__Objective__
Count the lines in the material below that contain the string "support", and reply with the number alone.

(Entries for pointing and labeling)
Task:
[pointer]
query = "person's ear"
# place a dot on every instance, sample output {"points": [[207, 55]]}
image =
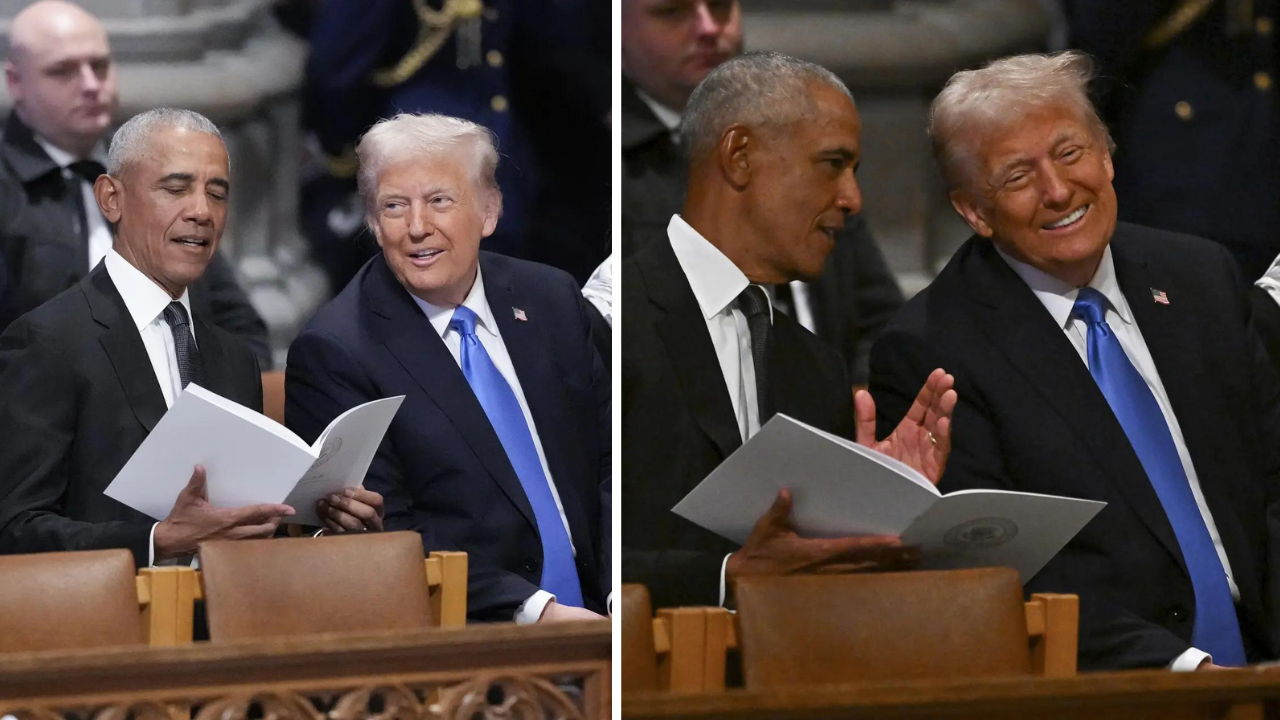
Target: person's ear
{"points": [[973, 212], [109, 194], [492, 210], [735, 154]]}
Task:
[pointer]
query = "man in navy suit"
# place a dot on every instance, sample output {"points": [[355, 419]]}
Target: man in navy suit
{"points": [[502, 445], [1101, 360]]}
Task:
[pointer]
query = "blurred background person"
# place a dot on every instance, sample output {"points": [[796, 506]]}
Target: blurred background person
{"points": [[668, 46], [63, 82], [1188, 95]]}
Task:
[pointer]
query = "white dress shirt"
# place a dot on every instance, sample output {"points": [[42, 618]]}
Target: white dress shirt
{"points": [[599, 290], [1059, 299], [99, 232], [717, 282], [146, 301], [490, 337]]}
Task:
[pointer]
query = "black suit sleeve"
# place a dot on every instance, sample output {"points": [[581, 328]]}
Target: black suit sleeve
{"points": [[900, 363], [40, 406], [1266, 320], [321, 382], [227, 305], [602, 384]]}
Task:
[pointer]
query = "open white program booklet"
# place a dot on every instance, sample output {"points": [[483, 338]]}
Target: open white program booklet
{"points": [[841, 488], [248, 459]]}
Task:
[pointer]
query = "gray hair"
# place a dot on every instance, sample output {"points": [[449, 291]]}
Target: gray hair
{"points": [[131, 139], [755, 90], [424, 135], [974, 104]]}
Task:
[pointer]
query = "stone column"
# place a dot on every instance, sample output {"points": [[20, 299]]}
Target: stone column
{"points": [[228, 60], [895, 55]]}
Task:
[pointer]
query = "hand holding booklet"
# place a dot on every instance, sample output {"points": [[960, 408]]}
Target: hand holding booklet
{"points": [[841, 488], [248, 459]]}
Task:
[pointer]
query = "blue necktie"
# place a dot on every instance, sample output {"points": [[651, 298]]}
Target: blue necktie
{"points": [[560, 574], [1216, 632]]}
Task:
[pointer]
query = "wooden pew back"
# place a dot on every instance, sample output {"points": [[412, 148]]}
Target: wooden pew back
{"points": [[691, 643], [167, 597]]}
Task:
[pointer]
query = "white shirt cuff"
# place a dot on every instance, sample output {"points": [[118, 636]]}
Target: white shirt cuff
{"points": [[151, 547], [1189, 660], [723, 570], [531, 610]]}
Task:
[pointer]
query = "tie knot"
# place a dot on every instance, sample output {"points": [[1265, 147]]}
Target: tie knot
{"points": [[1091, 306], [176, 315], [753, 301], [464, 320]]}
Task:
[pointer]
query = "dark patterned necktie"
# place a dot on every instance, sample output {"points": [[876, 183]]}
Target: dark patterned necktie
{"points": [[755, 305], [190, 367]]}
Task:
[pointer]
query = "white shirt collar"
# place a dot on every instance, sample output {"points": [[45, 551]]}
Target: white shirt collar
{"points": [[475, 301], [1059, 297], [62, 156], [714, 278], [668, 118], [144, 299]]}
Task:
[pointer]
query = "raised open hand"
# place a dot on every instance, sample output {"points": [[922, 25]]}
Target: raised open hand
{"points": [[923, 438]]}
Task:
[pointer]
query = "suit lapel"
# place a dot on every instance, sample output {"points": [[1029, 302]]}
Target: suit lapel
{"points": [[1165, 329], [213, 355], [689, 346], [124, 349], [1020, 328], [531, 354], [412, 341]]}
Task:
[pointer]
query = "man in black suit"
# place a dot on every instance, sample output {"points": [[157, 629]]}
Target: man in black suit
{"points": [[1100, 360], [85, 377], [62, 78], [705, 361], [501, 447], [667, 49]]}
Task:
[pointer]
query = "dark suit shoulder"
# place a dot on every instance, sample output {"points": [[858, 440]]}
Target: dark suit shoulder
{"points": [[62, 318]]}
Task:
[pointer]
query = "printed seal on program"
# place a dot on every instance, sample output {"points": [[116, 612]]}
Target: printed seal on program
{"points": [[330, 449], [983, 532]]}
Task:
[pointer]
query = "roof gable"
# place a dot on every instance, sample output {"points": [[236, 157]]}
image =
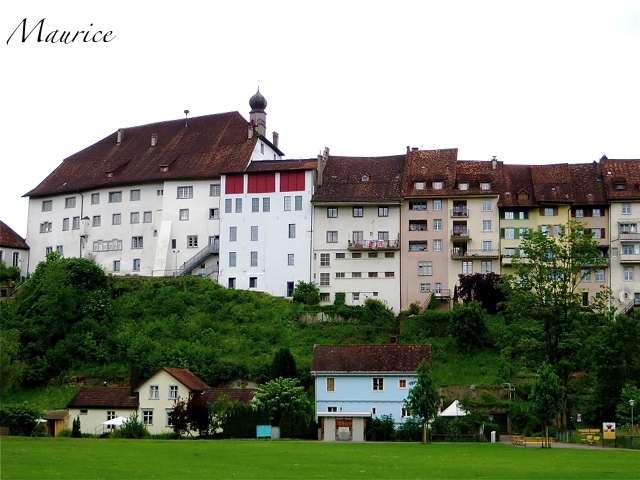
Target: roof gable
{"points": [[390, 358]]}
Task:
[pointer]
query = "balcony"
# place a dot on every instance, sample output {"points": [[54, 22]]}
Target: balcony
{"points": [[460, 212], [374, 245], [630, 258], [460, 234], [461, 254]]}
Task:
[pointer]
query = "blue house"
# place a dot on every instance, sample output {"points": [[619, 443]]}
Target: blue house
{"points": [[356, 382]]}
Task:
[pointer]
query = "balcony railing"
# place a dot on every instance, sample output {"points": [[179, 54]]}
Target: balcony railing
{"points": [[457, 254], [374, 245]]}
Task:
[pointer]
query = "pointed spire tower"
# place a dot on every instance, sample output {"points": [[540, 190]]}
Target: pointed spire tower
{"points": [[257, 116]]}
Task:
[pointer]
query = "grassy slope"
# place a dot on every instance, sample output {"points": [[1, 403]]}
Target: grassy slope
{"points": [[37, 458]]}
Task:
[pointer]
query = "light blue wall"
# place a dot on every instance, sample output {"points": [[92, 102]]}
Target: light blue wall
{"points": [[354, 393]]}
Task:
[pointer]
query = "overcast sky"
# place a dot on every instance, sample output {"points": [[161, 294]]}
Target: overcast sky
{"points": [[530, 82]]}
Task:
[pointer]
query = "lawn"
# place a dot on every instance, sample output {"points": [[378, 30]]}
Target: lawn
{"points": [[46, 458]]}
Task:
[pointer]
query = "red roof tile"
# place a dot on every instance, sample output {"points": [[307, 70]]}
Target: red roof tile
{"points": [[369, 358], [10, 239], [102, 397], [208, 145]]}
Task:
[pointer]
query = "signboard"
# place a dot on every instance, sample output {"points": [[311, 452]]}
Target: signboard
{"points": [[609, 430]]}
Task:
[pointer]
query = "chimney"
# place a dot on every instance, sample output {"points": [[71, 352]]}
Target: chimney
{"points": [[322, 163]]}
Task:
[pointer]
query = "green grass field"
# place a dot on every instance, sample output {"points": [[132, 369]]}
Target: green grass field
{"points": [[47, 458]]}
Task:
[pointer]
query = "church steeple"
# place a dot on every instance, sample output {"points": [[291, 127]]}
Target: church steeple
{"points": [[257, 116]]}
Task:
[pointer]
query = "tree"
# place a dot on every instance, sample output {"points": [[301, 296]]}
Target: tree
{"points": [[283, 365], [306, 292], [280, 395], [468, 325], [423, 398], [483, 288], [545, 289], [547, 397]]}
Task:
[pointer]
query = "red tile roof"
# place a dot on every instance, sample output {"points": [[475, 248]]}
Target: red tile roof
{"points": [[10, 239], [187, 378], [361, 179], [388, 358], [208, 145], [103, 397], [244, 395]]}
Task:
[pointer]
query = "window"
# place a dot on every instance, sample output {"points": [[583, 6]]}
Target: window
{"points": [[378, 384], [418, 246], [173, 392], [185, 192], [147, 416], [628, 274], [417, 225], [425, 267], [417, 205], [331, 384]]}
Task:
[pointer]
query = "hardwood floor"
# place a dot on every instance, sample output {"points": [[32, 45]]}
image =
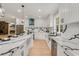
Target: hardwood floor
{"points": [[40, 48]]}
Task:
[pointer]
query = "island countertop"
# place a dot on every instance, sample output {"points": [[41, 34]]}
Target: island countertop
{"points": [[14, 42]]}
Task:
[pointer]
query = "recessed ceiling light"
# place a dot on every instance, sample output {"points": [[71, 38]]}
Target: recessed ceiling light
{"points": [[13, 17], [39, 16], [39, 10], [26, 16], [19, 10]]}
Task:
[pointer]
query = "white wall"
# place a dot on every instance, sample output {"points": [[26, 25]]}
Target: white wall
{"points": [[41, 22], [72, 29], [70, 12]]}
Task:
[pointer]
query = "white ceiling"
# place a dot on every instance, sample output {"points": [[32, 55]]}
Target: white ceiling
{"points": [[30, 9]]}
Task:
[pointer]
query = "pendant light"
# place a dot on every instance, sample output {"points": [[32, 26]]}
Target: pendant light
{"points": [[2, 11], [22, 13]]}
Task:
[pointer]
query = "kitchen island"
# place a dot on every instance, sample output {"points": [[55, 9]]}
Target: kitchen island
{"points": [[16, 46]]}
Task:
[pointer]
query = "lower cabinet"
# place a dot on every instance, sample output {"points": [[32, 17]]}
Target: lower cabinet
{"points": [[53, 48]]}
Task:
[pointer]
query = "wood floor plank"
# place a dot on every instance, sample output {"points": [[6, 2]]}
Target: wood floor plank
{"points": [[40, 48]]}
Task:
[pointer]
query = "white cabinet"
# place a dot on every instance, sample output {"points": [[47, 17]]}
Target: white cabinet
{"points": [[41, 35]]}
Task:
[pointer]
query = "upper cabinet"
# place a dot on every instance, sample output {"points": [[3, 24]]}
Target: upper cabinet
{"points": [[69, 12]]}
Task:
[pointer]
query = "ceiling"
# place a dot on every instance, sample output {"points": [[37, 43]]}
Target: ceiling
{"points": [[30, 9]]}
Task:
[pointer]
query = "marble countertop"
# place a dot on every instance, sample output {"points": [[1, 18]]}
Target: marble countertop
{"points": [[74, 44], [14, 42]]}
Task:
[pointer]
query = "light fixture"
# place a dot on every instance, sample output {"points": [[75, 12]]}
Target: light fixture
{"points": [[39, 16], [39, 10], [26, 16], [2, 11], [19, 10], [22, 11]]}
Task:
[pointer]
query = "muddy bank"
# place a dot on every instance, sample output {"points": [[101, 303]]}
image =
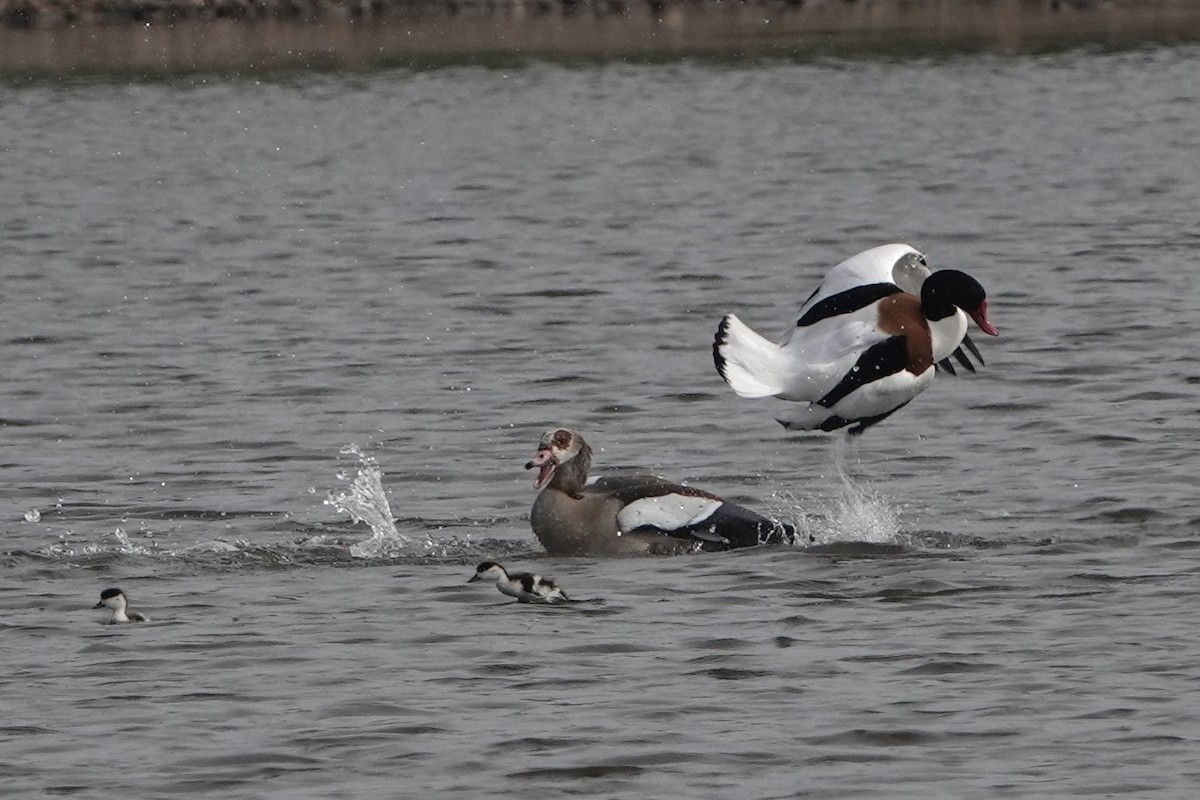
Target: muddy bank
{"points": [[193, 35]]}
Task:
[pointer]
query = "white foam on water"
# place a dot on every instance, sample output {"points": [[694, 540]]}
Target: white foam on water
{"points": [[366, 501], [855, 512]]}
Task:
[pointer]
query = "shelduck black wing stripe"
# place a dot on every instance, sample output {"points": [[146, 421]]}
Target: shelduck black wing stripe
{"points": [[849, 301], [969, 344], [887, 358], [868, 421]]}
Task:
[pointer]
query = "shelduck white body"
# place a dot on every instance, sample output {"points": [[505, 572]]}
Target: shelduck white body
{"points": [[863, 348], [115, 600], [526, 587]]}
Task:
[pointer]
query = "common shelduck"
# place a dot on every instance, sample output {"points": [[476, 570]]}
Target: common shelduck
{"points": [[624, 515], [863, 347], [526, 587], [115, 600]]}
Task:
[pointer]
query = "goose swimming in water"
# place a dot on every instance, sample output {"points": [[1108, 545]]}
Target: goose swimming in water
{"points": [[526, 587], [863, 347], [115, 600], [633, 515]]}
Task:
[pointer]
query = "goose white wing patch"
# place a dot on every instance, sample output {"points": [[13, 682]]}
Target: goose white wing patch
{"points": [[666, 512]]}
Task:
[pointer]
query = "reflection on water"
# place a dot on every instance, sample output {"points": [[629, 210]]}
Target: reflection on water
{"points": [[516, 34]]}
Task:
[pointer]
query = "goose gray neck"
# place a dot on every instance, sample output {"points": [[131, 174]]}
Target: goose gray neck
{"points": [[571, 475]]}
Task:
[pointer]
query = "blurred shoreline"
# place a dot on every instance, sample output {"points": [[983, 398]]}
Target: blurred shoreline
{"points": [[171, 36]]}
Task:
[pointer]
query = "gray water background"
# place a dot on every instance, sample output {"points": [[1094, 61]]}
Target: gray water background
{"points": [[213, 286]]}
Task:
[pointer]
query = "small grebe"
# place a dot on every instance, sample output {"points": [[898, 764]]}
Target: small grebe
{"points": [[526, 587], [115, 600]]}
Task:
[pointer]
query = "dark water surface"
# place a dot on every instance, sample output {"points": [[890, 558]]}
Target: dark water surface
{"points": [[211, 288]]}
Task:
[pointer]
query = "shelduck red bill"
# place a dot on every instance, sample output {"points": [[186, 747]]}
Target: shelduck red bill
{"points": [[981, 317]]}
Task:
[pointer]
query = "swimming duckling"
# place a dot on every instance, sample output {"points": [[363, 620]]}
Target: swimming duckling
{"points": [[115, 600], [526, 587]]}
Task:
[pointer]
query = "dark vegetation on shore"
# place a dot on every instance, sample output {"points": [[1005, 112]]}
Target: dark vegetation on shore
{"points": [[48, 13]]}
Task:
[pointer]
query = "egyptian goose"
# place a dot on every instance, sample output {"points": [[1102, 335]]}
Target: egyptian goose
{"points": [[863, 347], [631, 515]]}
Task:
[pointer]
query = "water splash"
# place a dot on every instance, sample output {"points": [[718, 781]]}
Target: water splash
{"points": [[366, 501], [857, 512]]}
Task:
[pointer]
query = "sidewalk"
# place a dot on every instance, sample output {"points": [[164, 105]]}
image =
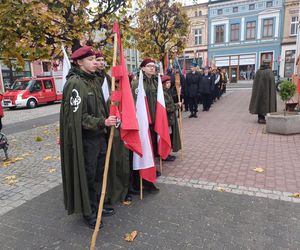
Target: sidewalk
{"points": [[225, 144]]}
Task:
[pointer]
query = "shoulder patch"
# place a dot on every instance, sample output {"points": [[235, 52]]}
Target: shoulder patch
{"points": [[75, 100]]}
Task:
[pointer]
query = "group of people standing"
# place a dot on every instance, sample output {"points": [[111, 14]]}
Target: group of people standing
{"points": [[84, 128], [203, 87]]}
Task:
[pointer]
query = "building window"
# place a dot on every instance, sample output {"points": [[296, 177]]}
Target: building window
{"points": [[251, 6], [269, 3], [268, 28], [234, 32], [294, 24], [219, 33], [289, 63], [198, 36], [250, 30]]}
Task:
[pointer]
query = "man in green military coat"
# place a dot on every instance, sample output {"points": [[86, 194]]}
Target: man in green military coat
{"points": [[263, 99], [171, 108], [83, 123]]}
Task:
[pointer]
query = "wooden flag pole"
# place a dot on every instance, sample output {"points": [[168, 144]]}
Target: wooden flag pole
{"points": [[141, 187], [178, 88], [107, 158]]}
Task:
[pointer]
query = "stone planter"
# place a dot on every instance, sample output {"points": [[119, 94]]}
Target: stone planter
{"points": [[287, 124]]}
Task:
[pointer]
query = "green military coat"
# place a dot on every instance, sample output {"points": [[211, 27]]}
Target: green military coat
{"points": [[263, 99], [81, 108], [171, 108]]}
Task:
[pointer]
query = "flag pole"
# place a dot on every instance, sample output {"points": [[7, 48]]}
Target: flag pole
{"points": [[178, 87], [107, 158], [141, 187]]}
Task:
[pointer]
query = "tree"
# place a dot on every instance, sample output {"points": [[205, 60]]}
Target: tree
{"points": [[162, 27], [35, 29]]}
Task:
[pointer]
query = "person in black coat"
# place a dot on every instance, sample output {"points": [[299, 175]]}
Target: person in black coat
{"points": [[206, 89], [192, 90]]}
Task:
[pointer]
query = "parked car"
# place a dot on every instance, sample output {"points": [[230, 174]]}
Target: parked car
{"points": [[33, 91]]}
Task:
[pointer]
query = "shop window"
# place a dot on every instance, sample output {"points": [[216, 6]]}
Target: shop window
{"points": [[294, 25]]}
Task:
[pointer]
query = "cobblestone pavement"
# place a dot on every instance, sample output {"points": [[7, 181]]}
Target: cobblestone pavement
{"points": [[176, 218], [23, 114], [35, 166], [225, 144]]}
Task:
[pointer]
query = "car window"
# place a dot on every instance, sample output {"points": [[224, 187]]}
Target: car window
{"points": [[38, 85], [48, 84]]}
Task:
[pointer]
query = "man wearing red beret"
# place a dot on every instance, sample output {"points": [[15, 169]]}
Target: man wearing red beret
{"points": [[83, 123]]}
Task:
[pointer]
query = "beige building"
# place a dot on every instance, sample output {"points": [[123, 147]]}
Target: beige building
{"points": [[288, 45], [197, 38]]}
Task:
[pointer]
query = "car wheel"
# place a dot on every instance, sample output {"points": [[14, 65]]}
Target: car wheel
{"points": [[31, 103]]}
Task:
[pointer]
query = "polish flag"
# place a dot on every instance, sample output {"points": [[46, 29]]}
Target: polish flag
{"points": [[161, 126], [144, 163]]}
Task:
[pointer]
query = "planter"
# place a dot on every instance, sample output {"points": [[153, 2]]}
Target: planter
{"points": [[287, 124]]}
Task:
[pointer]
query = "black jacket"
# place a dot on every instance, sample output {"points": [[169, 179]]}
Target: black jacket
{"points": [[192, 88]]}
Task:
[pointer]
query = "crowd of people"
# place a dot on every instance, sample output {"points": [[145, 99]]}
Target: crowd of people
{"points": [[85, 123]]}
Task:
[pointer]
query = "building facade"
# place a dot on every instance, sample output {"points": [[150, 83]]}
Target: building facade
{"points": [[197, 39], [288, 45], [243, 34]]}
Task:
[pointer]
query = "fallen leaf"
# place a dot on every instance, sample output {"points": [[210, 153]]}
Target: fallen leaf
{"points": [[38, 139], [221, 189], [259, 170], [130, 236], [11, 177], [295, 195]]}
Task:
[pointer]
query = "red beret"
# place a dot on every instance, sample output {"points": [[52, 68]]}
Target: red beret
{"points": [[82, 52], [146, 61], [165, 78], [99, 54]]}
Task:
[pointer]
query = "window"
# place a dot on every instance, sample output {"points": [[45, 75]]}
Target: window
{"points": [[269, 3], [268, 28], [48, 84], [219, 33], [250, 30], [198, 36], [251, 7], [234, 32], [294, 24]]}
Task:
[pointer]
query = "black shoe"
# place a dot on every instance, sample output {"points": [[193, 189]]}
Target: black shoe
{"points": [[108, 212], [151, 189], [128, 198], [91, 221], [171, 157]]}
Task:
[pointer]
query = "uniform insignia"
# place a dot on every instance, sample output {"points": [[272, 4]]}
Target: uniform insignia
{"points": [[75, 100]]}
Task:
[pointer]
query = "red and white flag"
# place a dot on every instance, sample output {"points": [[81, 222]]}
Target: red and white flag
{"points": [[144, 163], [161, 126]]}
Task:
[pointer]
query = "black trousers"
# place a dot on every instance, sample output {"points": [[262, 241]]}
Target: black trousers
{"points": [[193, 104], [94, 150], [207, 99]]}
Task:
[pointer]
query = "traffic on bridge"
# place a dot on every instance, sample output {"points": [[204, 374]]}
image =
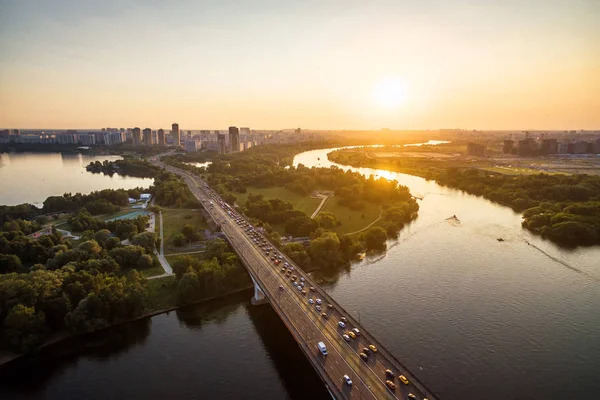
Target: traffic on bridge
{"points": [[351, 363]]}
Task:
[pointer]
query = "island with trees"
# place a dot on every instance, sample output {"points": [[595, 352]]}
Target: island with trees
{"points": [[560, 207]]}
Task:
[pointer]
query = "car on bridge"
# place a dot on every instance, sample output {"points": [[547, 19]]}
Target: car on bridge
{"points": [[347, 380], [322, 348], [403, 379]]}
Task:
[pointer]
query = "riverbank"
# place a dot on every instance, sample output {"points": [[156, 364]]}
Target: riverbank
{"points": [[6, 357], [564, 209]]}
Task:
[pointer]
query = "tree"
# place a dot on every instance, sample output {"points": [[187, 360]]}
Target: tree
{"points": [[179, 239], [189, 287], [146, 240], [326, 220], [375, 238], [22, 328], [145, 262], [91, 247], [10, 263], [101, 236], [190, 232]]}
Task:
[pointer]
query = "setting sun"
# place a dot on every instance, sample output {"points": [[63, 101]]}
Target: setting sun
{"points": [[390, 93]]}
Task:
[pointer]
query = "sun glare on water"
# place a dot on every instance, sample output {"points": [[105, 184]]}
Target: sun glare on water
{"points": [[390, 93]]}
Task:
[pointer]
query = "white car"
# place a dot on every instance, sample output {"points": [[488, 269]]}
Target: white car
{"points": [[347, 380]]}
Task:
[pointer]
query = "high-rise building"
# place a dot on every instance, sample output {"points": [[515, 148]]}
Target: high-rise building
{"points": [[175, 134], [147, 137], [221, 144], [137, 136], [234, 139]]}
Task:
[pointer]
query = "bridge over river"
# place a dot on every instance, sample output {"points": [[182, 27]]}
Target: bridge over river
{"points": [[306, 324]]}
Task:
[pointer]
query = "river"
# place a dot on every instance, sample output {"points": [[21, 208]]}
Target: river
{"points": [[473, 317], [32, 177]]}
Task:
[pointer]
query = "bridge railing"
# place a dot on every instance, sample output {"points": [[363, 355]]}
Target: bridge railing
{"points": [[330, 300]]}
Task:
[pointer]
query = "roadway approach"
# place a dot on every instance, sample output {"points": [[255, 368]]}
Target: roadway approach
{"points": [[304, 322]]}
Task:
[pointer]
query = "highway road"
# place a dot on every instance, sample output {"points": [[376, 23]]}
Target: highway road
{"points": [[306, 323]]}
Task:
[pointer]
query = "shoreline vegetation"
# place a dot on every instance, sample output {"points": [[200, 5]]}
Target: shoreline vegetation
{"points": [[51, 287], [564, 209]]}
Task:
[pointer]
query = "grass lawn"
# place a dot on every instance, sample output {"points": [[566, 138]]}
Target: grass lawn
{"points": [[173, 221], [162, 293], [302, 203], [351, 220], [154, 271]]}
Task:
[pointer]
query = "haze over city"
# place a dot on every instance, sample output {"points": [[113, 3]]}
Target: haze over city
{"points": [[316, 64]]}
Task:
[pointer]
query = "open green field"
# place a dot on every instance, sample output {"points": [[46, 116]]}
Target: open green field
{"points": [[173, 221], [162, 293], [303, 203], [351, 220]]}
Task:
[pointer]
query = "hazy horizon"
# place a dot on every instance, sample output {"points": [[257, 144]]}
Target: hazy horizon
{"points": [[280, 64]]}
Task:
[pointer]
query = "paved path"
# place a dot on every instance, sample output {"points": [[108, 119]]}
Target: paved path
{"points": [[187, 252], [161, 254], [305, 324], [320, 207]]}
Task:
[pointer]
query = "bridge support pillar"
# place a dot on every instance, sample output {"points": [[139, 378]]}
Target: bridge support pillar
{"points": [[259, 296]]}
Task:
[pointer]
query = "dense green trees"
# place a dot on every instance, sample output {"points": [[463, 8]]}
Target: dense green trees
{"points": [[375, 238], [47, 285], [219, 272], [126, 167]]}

__Task output__
2